Source material:
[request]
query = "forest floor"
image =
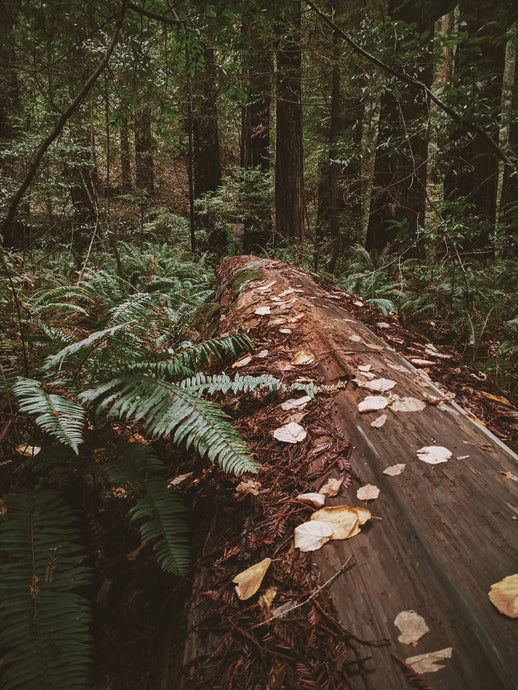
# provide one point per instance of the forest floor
(237, 521)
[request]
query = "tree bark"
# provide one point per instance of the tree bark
(144, 167)
(289, 157)
(58, 127)
(255, 117)
(399, 200)
(205, 129)
(126, 183)
(479, 67)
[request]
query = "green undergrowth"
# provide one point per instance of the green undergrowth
(86, 362)
(460, 302)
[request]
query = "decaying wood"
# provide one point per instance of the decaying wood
(447, 532)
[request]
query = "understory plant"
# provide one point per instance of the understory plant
(92, 373)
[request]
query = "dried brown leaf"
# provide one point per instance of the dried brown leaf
(372, 403)
(312, 535)
(302, 358)
(429, 663)
(504, 595)
(369, 492)
(412, 627)
(394, 470)
(290, 433)
(248, 581)
(434, 455)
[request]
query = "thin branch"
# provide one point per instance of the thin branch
(317, 591)
(402, 76)
(152, 15)
(58, 127)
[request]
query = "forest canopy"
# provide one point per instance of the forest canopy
(375, 143)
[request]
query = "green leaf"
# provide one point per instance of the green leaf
(55, 414)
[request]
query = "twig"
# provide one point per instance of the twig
(329, 581)
(402, 76)
(416, 678)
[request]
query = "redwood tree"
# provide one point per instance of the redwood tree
(401, 155)
(289, 159)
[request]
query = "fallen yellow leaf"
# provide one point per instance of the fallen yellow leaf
(312, 535)
(332, 487)
(497, 398)
(369, 492)
(434, 455)
(242, 362)
(429, 663)
(344, 521)
(412, 627)
(372, 403)
(504, 595)
(266, 599)
(394, 470)
(28, 451)
(290, 433)
(314, 499)
(407, 404)
(377, 385)
(303, 357)
(249, 486)
(248, 581)
(379, 421)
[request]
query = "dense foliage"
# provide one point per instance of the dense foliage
(141, 142)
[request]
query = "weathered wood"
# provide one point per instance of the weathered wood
(447, 532)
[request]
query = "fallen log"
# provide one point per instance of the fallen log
(446, 531)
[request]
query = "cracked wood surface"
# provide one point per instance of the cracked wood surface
(447, 532)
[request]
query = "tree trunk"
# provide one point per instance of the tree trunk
(399, 199)
(289, 160)
(479, 66)
(144, 168)
(255, 117)
(126, 184)
(9, 95)
(509, 198)
(205, 130)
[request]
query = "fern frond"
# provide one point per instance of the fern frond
(164, 525)
(221, 383)
(58, 416)
(191, 357)
(92, 341)
(167, 409)
(44, 622)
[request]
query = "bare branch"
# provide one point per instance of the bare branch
(467, 124)
(58, 127)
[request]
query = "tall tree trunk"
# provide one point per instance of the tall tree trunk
(400, 169)
(289, 158)
(479, 67)
(9, 94)
(509, 198)
(15, 234)
(205, 130)
(126, 184)
(144, 168)
(255, 117)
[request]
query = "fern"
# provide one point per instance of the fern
(55, 414)
(167, 409)
(221, 383)
(189, 358)
(93, 340)
(160, 511)
(163, 523)
(44, 621)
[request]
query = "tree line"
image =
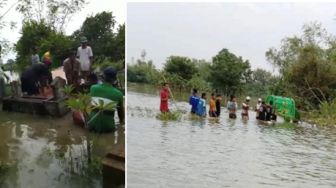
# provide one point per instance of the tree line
(227, 73)
(43, 28)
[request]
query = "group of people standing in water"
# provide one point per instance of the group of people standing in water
(264, 112)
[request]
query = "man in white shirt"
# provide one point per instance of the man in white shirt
(85, 56)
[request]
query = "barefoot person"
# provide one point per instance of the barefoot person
(257, 108)
(218, 104)
(212, 106)
(232, 107)
(193, 101)
(201, 107)
(164, 96)
(245, 108)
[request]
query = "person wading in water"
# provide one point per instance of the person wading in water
(164, 96)
(245, 108)
(232, 107)
(193, 101)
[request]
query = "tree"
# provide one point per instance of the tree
(260, 83)
(143, 72)
(181, 66)
(105, 43)
(229, 72)
(55, 13)
(42, 36)
(308, 64)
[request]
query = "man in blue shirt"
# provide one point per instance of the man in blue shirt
(193, 101)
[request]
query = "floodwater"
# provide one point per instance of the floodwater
(39, 152)
(224, 153)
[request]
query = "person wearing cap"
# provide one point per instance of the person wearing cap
(85, 56)
(71, 68)
(245, 108)
(104, 121)
(257, 108)
(212, 106)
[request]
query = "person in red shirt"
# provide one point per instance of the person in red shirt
(164, 96)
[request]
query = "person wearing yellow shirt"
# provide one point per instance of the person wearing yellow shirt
(212, 104)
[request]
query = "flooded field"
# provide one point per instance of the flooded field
(38, 152)
(224, 152)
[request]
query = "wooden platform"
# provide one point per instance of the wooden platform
(36, 105)
(113, 170)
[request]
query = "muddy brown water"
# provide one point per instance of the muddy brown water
(224, 152)
(38, 152)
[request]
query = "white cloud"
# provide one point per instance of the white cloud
(200, 30)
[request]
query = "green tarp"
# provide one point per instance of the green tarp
(285, 107)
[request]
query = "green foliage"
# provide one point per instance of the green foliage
(105, 43)
(143, 72)
(262, 83)
(169, 116)
(181, 66)
(68, 89)
(43, 37)
(229, 72)
(81, 103)
(55, 13)
(325, 115)
(307, 64)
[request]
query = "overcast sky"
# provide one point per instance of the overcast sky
(118, 8)
(201, 30)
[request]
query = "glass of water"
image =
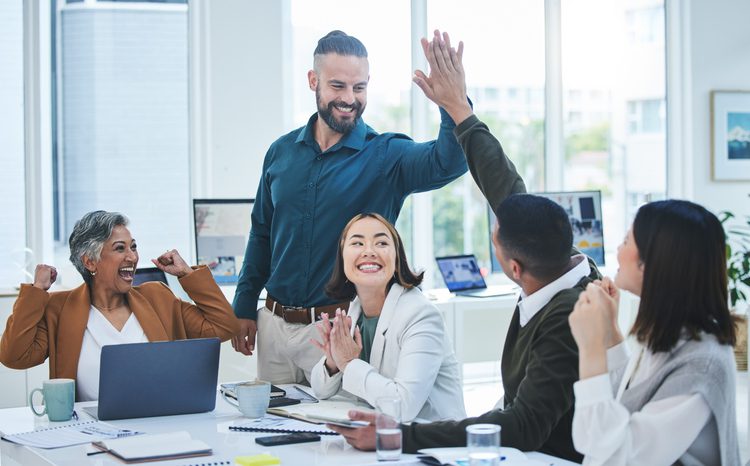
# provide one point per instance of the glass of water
(483, 443)
(388, 428)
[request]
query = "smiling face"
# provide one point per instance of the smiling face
(369, 254)
(117, 263)
(630, 273)
(340, 85)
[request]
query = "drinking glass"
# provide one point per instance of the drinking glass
(483, 443)
(388, 428)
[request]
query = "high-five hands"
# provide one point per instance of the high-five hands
(446, 84)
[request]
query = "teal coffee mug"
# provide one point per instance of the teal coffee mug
(58, 396)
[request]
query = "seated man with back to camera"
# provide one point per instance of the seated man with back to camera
(533, 241)
(70, 327)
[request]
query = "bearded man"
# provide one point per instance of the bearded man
(314, 180)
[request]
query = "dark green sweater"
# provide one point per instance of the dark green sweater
(540, 364)
(540, 360)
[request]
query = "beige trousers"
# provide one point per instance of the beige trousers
(285, 354)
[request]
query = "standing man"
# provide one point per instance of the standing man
(314, 180)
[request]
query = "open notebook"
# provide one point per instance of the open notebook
(154, 447)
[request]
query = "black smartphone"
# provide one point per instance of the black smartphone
(287, 439)
(282, 401)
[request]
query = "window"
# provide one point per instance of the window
(646, 116)
(645, 25)
(123, 119)
(605, 110)
(13, 255)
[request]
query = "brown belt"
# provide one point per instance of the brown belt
(303, 315)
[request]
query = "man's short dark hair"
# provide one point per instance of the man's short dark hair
(536, 232)
(340, 43)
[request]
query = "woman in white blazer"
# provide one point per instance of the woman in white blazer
(393, 340)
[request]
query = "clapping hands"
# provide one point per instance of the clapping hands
(338, 345)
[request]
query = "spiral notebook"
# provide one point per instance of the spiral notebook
(68, 435)
(273, 423)
(212, 462)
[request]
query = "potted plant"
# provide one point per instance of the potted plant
(738, 277)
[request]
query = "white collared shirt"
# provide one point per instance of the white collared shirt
(677, 427)
(529, 305)
(100, 332)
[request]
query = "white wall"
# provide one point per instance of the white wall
(241, 99)
(720, 60)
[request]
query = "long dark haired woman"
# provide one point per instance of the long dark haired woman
(673, 401)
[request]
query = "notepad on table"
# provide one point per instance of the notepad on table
(66, 435)
(271, 423)
(459, 456)
(155, 447)
(338, 409)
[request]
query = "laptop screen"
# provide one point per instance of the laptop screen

Task directions: Where a line of the entries above holds the word "laptop", return that line.

Answer to the exercise:
query = "laptop screen"
# provide one point per instance of the laptop screen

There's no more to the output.